- PASSAGE PROVIDED
[BEGIN]
Thank you for the excellent insights! I've been busy and the weather has been terrible for the past few weeks but we finally got a chance to launch, and it went great - Perfectly straight up, even with the fins tilted!
It didn't spin nearly as much as expected for 2 degrees and it also went pretty high although I'm not sure what the reaction time of the servos is, since it turned mid-flight instead of starting out with the angle. We'll start it out at the angle for the actual test data launches, we were just verifying it worked for this one.
We switched to a fully 3d printed payload and fin can which offers us many benefits, like perfect consistency between rockets, a much stiffer body, and a much better fit between the fin can and the body tube. The servo mount is part of the tube instead of sliding in which makes it a lot more convenient and rigid. There is much less slop overall in the system, and its only ~20g heavier than before.
I put much larger avionics bay vent holes for the 3d-printed rocket and they worked out a lot better, the curve for altitude looks just like the sims, it doesn't have that really quick sharp part and then sharp turn like before, I think its much better.
Just checking, a 3d-printed rocket is TARC legal right? You can see how it looks in the video attached.'
Everything but the nose cone on top is 3d printed, each color indicates a different piece.
Stats for today:
Altitude (P-Nut altimeter): 912ft
Flight time (hand-timing): 41.6s
Rocket mass: 533g
Motor: F51-10NT
I'm still not sure if I should get rid of the fusion mode because I don't think simple integration will get a good estimate of the angle of the rocket, and that is required for a good estimate of the vertical acceleration. Do you think it will be fine? I will definitely start collecting gyro velocity data.
I'm thinking we will do a 0deg launch, a 3deg launch, and a 6deg launch next time to try to get an idea of the response of the rocket. Do you think these are good values to test or should we do a different range?
[END]
Please retype the rocket launch post above from "Just checking, a" up to and including "a different piece.".

- STORED RECORDS
[BEGIN]
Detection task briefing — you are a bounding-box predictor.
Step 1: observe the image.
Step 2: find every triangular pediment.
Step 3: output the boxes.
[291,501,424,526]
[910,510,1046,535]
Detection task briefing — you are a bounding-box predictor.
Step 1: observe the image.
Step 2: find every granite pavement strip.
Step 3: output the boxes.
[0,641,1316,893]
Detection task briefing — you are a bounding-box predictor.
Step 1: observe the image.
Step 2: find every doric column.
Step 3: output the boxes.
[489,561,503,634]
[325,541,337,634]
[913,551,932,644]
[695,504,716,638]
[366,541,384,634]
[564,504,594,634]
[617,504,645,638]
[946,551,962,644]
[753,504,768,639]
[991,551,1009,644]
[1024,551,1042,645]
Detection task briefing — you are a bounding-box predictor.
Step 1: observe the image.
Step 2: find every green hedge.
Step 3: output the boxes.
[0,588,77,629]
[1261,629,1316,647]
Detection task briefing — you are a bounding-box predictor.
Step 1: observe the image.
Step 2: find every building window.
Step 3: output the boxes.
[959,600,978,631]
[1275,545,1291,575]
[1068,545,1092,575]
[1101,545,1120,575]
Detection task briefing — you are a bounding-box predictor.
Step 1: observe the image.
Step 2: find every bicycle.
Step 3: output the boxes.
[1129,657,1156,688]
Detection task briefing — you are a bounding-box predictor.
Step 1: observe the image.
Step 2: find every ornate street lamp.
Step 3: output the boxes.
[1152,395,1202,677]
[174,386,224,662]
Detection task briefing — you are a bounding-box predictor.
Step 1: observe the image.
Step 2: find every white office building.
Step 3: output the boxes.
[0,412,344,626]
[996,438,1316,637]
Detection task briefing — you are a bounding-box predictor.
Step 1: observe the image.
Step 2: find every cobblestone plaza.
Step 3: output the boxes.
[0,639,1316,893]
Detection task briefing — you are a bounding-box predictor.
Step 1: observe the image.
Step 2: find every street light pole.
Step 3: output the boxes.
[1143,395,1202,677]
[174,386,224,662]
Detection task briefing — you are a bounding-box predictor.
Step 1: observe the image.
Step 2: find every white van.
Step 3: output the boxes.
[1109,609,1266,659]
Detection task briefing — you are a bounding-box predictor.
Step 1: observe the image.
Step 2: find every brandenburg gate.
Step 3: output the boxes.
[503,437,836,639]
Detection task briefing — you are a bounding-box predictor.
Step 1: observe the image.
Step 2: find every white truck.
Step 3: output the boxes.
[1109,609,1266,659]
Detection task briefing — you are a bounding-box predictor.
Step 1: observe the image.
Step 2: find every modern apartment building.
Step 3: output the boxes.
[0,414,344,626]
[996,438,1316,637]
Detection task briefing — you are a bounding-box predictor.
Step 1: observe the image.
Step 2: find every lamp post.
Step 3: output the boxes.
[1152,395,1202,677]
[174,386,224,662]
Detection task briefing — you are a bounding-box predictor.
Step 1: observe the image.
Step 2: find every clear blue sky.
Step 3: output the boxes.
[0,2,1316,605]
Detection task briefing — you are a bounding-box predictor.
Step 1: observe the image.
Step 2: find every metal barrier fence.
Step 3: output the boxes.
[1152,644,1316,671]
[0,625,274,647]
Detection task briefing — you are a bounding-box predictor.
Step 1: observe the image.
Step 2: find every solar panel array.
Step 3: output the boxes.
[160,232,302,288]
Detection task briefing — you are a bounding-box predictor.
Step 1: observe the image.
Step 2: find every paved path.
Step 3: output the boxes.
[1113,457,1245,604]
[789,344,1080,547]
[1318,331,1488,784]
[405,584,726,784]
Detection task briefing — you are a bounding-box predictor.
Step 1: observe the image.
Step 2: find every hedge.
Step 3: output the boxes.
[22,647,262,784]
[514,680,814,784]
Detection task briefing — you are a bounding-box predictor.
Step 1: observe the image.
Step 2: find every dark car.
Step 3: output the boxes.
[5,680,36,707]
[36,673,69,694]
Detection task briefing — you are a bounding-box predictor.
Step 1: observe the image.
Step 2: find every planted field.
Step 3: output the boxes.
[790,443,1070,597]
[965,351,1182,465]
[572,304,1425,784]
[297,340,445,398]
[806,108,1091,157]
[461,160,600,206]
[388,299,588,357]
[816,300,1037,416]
[END]
- PROBLEM SOLUTION
Just checking, a 3d-printed rocket is TARC legal right? You can see how it looks in the video attached.'
Everything but the nose cone on top is 3d printed, each color indicates a different piece.